Your goal:
Rewrite the entries below as a numbered list, from the line with "Step-by-step: (a) view the image above; (b) identify each man" to the line with "[41, 570, 65, 631]", both included, and leave out any blank lines.

Data shown:

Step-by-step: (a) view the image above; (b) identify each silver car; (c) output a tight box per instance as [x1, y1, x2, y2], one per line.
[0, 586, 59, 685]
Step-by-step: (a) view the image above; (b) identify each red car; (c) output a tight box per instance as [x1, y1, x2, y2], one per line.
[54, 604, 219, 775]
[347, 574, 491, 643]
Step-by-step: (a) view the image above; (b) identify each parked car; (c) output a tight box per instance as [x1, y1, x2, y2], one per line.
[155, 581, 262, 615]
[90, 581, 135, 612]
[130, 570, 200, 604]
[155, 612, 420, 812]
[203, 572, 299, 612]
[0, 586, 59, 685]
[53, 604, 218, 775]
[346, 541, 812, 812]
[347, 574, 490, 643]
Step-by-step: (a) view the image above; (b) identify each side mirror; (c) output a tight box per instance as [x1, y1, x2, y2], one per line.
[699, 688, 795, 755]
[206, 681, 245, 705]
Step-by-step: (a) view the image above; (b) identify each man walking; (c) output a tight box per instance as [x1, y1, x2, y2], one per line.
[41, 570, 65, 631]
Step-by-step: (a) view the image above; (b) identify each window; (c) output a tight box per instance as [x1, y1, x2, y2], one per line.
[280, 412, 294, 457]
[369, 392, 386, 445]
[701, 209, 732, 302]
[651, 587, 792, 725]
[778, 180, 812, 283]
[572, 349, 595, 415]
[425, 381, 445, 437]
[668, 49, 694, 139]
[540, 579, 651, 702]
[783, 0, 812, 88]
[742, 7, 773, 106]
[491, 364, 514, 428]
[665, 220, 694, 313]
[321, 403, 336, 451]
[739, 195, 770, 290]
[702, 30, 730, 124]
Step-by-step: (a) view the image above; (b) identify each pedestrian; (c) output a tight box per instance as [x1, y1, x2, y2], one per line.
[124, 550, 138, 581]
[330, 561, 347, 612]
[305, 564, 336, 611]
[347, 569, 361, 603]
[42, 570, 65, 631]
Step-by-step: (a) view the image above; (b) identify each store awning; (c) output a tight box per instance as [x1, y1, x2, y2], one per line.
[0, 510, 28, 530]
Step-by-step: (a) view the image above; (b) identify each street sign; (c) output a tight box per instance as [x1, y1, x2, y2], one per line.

Reply:
1. Step-by-step: (a) view the image above; (b) identify each man walking; (c) output a tight box per instance as [x1, y1, x2, y2], one per line.
2. [41, 570, 65, 631]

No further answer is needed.